Directions: Return every line of the entries below that contains the string "Target". Case counts.

— Begin Input rows —

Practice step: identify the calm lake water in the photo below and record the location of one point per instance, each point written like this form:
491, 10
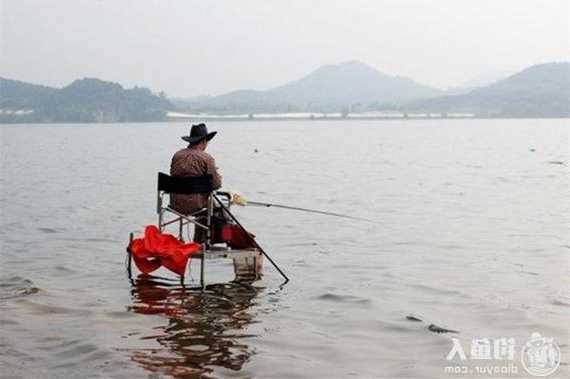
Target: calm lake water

— End Input rows —
— Begin Input rows —

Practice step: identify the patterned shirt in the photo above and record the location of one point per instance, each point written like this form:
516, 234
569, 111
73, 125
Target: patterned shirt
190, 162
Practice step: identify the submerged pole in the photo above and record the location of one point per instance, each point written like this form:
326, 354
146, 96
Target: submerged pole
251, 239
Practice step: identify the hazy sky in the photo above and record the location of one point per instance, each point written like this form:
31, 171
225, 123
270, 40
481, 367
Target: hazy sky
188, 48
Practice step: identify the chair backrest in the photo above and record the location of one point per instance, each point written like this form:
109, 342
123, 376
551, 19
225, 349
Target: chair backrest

— End Input rows —
— Begin Input rows —

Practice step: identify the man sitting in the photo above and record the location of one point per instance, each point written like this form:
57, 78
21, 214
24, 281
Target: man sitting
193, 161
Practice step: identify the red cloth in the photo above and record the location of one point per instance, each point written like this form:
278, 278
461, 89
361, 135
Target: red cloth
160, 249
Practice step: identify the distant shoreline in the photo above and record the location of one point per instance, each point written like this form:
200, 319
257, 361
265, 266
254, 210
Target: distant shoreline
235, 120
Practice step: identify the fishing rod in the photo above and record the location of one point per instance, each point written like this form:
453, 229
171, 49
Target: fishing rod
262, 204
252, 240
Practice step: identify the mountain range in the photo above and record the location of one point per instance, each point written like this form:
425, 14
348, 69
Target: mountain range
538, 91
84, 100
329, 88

— End Input rows —

The response:
Target: calm lake water
Target: patterned shirt
Target: submerged pole
Target: hazy sky
Target: chair backrest
Target: man sitting
Target: red cloth
Target: distant shoreline
Target: fishing rod
Target: mountain range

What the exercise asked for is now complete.